STUDY TEXT
——————
If King Township hadn’t pounced so quickly, asking the province to fast-track land at Bathurst Street and Miller’s Sideroad for a new Southlake hospital for a nominal fee to the developer who recently purchased the land, Gordon Prentice wouldn’t have been suspicious.

Council’s motion was adopted on Monday, Nov. 7, 2022.

It was only on the previous business day, Friday, Nov. 4, 2022, that Premier Doug Ford publicly announced the provincial government was removing 15 parcels of land, including the King site, from the Greenbelt as part of Queen’s Park’s push to build 1.5 million homes over the next decade.

Ford had previously promised that the environmentally sensitive Greenbelt would not be developed.

The speed with which King council moved to push onto the province’s radar the Bathurst and Miller’s site -- which had been purchased by developer Rice Group in August for $80 million -- for the future Southlake Regional Health Centre, as part of future development now expected on the site as a result of the province’s Greenbelt decision, rattled Prentice.

Both King Mayor Steve Pellegrini and a provincial spokesperson say nothing underhanded or nefarious has taken place.

Prentice is a Newmarket resident who ran unsuccessfully for deputy mayor in last fall’s municipal election. His campaign focused on his belief that municipal politicians should not accept donations from developers, so that mayors and councillors aren’t beholden when developers come to council seeking approval for their multimillion dollar developments.

After King passed its motion about the site, which sits on Newmarket’s doorstep, Prentice began digging.

He found out from the township’s clerk that on Nov. 1, Pellegrini and officials from Southlake and the Rice Group had a meeting where the developer said he would gift a portion of the Bathurst and Miller’s site for a new hospital for a nominal fee.

On Jan. 22, Prentice asked the provincial integrity commissioner to investigate how the issue could have been discussed at the meeting before the province’s announcement unless inside government information had been obtained by developers.

Prentice filed freedom of information (FOI) requests with Southlake last month, asking for its record of the Nov. 1 meeting.

“If I were in Southlake’s position, I would think this (the Rice Group offering a portion of the King site for a nominal fee) is terrific. Here is this benefactor offering land, which is very, very close to the existing Davis Drive site and, more than that, we’re going to get it for a peppercorn or $5 or whatever,” he said.
——————
DATA PROVIDED

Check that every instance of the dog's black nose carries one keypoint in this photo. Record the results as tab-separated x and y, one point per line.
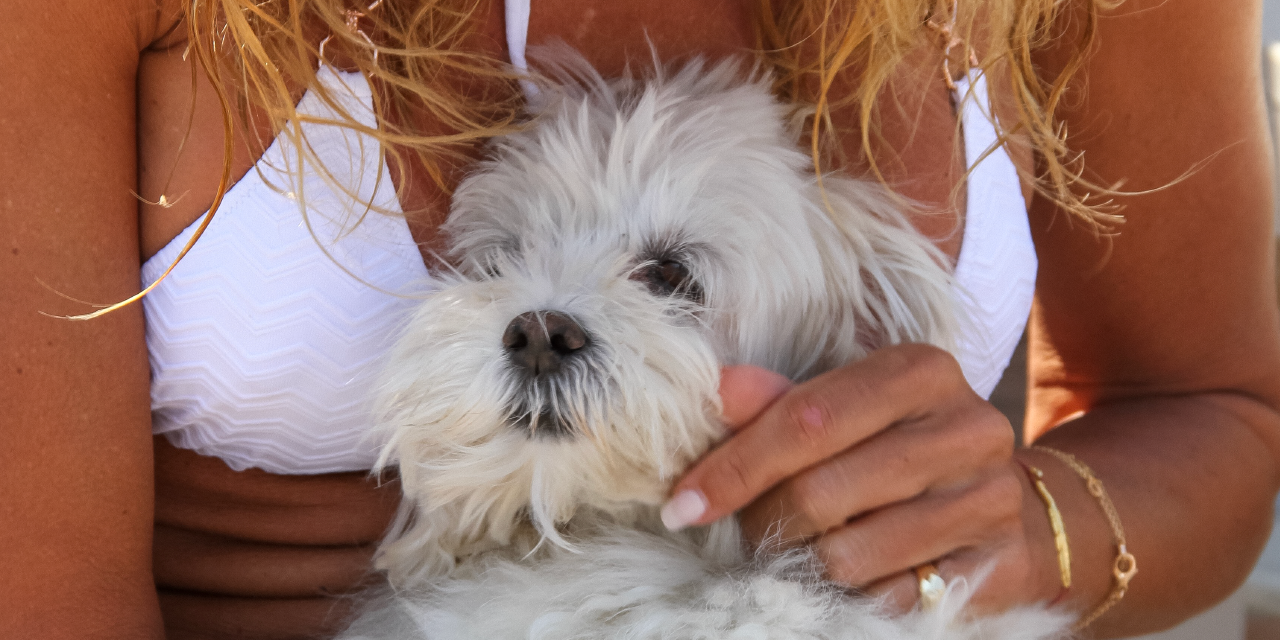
540	341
——————
GOAL OF THE EXERCISE
Continue the news report on King Township's push for a Southlake hospital on the Bathurst Street and Miller's Sideroad land from the point where it stops.

ANSWER BELOW
“The hospital has every reason to be celebrating this. But the whole problem is that when these discussions were taking place, the land was still in the Greenbelt.”

A hospital is allowed to be built on land in the Greenbelt under current legislation, so a proposal for a new Southlake site on the Rice land would have gone ahead even if it hadn’t been taken off, Pellegrini said, adding that he’d been in discussions with other landowners in the vicinity about a new hospital site for a number of years.

When the Rice Group closed on the sale of the land in August, Pellegrini approached them about his idea.

The Rice Group is interested in ancillary uses, such as doctors’ offices, that come with a hospital, he added.

“We had no influence on the minister of municipal affairs or the premier in terms of pulling lands from the Greenbelt. Quite frankly, our council doesn’t support that,” Pellegrini said.

Southlake has no comment on the issue, spokesperson Lindsey Furlanic said.

The Rice Group has not responded to requests for comment.

No inside government information was given to developers before the announcement about the Greenbelt was made, Victoria Podbielski, spokesperson for Municipal Affairs and Housing Minister Steve Clark, said.

“No one from the province was present at this alleged meeting, nor was anyone notified prior to the decision that their lands would be removed from the Greenbelt,” she said.

The NDP is now asking questions about the King site, too.

“Protected land became extremely lucrative overnight, and Ford donors seem to have benefitted enormously from land they had just purchased. Maybe they were just incredibly lucky. But something doesn’t seem right to me,” incoming leader Marit Stiles said on Feb. 1.

“This finding indicates to us that somebody knew something.”